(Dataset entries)

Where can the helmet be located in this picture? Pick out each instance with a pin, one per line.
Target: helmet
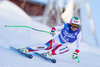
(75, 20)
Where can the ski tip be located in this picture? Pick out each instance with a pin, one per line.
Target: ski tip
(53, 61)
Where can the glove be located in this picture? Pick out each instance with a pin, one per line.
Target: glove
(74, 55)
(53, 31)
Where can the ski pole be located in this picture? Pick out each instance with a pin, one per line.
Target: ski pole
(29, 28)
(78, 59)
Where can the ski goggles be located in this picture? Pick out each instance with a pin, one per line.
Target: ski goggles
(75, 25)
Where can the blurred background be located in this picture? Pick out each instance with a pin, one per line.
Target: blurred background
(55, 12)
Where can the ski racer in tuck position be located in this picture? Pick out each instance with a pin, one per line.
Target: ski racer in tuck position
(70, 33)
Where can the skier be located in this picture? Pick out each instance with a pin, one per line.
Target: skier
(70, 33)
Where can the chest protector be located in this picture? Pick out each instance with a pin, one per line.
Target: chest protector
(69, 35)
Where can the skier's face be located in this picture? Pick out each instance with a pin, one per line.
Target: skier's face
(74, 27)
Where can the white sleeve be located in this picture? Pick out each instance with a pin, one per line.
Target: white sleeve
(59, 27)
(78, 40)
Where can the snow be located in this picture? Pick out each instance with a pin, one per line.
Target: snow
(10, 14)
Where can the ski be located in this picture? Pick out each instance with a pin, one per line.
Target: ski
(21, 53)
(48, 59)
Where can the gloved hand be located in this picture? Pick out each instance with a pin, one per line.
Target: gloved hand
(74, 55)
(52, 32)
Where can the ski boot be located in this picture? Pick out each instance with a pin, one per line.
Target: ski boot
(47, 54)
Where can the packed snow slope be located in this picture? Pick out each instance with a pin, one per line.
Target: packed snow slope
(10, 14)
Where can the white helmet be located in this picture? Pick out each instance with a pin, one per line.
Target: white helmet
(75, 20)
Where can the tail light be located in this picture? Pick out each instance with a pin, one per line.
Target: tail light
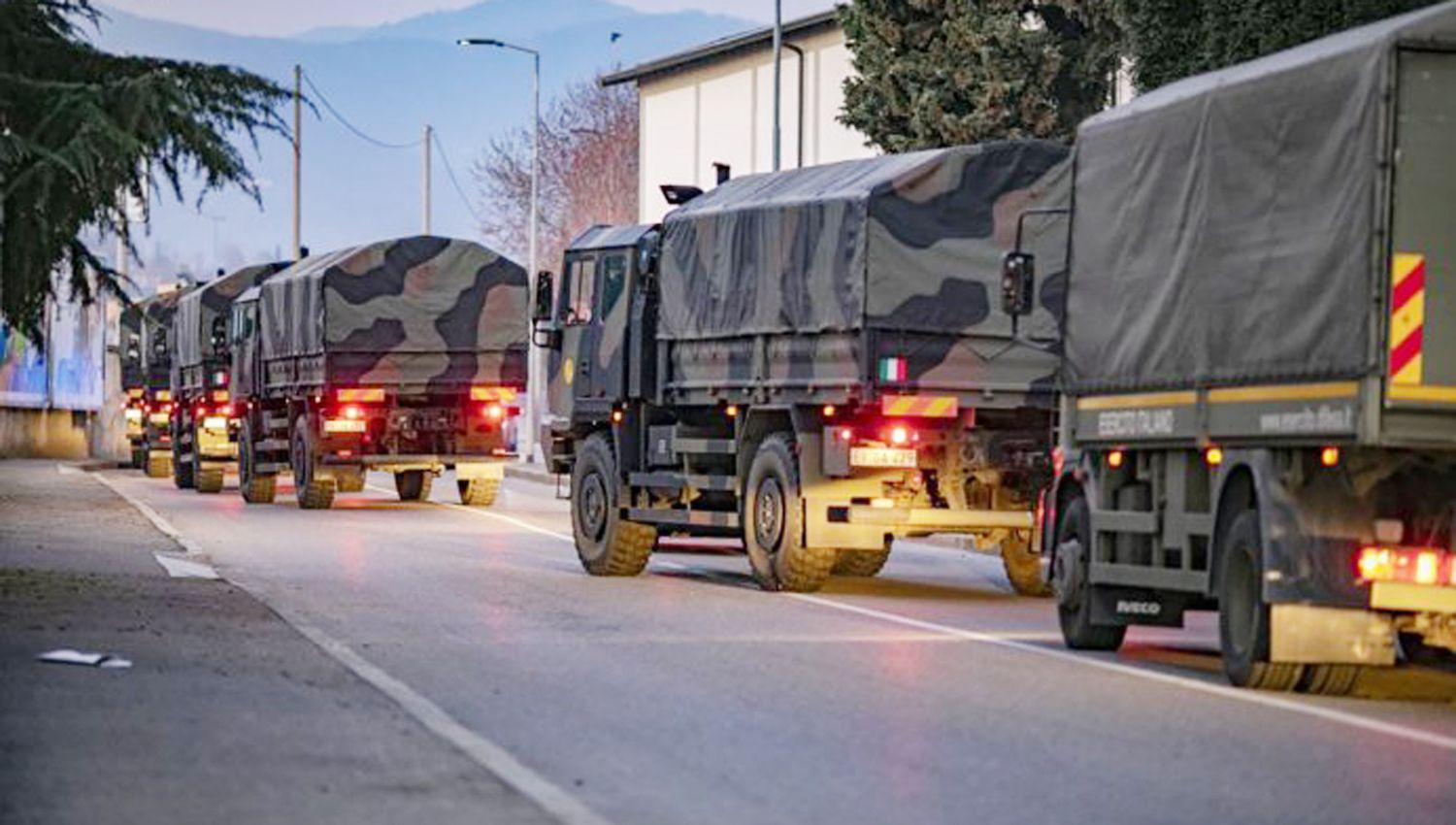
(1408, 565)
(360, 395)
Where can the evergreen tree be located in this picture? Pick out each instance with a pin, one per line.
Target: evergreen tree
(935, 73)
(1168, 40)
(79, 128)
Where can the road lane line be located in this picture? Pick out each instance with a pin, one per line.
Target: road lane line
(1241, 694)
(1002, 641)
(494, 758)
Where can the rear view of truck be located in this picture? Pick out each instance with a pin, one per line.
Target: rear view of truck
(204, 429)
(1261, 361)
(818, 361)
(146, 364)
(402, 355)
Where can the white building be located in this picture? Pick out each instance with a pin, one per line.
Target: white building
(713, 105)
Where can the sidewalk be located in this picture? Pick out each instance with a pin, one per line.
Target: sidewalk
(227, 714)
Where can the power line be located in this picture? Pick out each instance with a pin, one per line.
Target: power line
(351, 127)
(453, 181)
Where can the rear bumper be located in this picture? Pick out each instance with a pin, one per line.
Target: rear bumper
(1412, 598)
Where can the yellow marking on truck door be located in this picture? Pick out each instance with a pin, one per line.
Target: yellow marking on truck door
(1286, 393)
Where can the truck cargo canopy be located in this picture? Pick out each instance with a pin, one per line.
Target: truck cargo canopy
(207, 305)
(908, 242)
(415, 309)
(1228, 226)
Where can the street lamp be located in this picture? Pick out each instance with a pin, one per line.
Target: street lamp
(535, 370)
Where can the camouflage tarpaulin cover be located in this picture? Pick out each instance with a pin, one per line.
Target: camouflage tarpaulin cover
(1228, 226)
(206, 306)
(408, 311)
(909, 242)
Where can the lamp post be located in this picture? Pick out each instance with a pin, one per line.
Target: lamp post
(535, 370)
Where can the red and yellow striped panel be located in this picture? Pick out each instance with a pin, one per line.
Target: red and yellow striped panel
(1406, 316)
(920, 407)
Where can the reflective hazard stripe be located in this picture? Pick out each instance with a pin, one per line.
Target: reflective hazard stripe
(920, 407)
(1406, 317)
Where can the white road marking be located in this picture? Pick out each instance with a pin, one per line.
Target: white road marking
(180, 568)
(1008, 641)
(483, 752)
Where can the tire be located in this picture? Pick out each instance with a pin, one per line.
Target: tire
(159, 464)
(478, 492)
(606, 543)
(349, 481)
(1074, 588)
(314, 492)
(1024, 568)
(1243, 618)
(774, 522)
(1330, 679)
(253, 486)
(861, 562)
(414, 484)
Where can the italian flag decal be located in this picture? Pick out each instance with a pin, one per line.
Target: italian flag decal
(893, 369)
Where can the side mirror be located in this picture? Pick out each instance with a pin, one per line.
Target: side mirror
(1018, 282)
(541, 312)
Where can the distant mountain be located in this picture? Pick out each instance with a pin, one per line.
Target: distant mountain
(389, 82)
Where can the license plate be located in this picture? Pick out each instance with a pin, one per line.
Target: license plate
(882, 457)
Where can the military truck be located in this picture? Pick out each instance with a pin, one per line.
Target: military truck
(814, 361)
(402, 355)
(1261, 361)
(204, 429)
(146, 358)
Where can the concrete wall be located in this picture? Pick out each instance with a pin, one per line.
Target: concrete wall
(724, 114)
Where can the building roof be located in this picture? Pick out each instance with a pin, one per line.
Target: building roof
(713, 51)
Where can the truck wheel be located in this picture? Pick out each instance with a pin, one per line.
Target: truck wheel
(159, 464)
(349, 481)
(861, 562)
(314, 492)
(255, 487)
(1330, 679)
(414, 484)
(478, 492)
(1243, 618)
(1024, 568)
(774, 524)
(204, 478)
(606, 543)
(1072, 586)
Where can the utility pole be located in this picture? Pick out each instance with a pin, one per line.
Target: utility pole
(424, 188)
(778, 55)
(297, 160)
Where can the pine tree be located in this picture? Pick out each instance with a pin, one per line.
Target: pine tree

#### PROBLEM REQUIREMENTS:
Images must not appear; print each record precisely as it reads.

#### OUTPUT:
Where can the helmet be located in this picture? Pick out each instance with a pin, one per line.
Target: helmet
(75, 20)
Where can the ski tip be located in this picture? Pick out each instance with a pin, one per line.
Target: ski tip
(53, 61)
Where can the glove be located in this picture? Pick out each instance with a pin, one per line.
Target: glove
(74, 55)
(53, 31)
Where can the ski pole be located in this picture? Pick out each instance with a pin, one per line.
Target: ski pole
(29, 28)
(78, 59)
Where can the ski goggles be located in this picture? Pick out each instance with a pin, one per line.
Target: ski goggles
(75, 25)
Where can the blurred background be located in this picture? Pick out each instance with a pin, one per line.
Target: blurred background
(55, 12)
Where can the ski racer in tuck position be located in this picture? Pick out each instance with a pin, one per line.
Target: ski racer in tuck position
(70, 33)
Where can the skier be located in this picture? Pick out each instance with a pin, one per line.
Target: skier
(70, 33)
Where can the chest protector be located in this picture? Pick out each instance with a pin, one per line.
Target: chest protector
(69, 35)
Where can the skier's face be located in this picture? Pick out each instance with a pin, one per line.
Target: skier's face
(74, 27)
Where can the white sleeve be located in this picture? Pick out each instance with a pin, one per line.
Target: white sleeve
(59, 27)
(78, 40)
Where can the snow be located in this picture? Pick out each instance with a pin, one per line.
Target: snow
(10, 14)
Where can the ski be located in this picture? Pick out each instance with a pin, one per line.
Target: ski
(21, 53)
(48, 59)
Where can the gloved hand be located in this picture? Pick out each instance with a pin, one per line.
Target: gloved hand
(74, 55)
(52, 32)
Where can the ski boot be located in this picture? Pick out each instance with a pin, one per line.
Target: ski boot
(47, 54)
Where can the packed snow slope be located in this picture? Pick out each instance with a pin, one per line.
Target: packed snow slope
(10, 14)
Where can the white helmet be located in this picture? Pick out each instance with a pin, one per line.
Target: white helmet
(75, 20)
Where can the tail light be located in this picture? Pick out each instance with a pin, one per line.
Target: tail light
(1408, 565)
(360, 395)
Where can the evergreen tree be located in this picture? Pick out each instance with a pin, one per line.
Target: evergreen tree
(935, 73)
(1168, 40)
(79, 128)
Where can the road lane line be located in this picture? Pick out each instance with a pin, one per line.
Target: road lane line
(1241, 694)
(1002, 641)
(494, 758)
Where can the rear view of truck be located in this picture? Pick out each instance with a pin, one per line.
Target: rear view of truck
(204, 429)
(1261, 361)
(818, 361)
(146, 364)
(402, 355)
Where can the white building be located in this picture? Pick out each instance with a pin, one per line.
Target: white building
(713, 105)
Where can the sidewalk be located in this picture? Pick out each instance with a pin, one per line.
Target: sidewalk
(227, 714)
Where can the power line be located in this picture? Pick out each instance with a pin, one per line.
Target: power line
(351, 127)
(453, 181)
Where can the rear bumper be located in this picture? Pick out each instance with a pin, one per line.
Target: rear bumper
(1412, 598)
Where can the yellow marking on truck door be located in this picture? Pick out each instance with a pin, one per line.
Target: yellow marking on truck door
(1286, 393)
Where can the truck cargo canopy be located in this picture? Pick out each instance with a pin, one per line.
Target: truck cargo canopy
(207, 305)
(908, 242)
(415, 309)
(1228, 226)
Where can the street lamp be located in this picture? Pick out each instance with a pin, one per line.
Target: street lamp
(535, 370)
Where can the camouflage tarpaulin cover be located in this picture? Pick out each instance with a pin, one per line.
Target: camouflage tarpaulin cover
(1228, 226)
(206, 306)
(408, 311)
(909, 242)
Where can the lamp post be located in this picture? Pick out each instance with a pin, one per line.
Target: lamp post
(535, 370)
Where can the red and yellow striped panel be located in this picture? Pick out each instance with a pin, one per line.
Target: red and yellow striped panel
(1406, 316)
(920, 407)
Where can the reflective hazard stripe be located in this picture? Pick out each instance with a pin, one per line.
Target: reflective hazard stripe
(920, 407)
(1406, 317)
Where can the white road marking be located in this picture? Pick out each instance with a pin, one per line.
Target: white road marking
(180, 568)
(1008, 641)
(483, 752)
Where can the tire be located in this picture? Pick out each instance with a pin, one per line.
Target: tire
(159, 464)
(478, 492)
(606, 543)
(349, 481)
(1074, 588)
(314, 492)
(1024, 568)
(1243, 618)
(774, 522)
(1330, 679)
(253, 486)
(861, 562)
(414, 484)
Where can the italian flag decal be located in this picture? Pick out each instance with a pin, one per line.
Target: italian flag decal
(893, 369)
Where can the side mirror be located in this picture? Pick out each instance with a pin, one per line.
Target: side mirror
(1018, 282)
(541, 312)
Where can the distant mountain be located in this picture? Pick out each instance with a pin, one per line.
Target: distant mountain
(389, 82)
Where can the license plate be located in this picture? Pick out each instance with a pin, one per line.
Target: license plate
(882, 457)
Where can the military truck be located in this picture? Pick out each instance with a pin, one per line.
Target: military truck
(814, 361)
(402, 355)
(1261, 361)
(204, 429)
(146, 358)
Where can the concrete wall be located in this picture? Pick out each instance with a pin, one per line.
Target: concrete wall
(724, 114)
Where can the building roof be located in this picture? Pick out each instance with a pin, one per line.
Target: building roof
(713, 51)
Where can the truck wheel be located in this picture? Pick out each instance with a pin, one per line.
Target: truck wheel
(159, 464)
(349, 481)
(861, 562)
(314, 492)
(255, 487)
(1330, 679)
(414, 484)
(478, 492)
(1243, 618)
(1024, 568)
(774, 524)
(204, 478)
(606, 543)
(1072, 586)
Where can the utility pole be located in this picture? Pick out each instance with a pin, one per line.
Target: utility pole
(424, 188)
(778, 55)
(297, 160)
Where can the pine tree be located in this picture? Pick out each instance with a pin, one per line.
Target: pine tree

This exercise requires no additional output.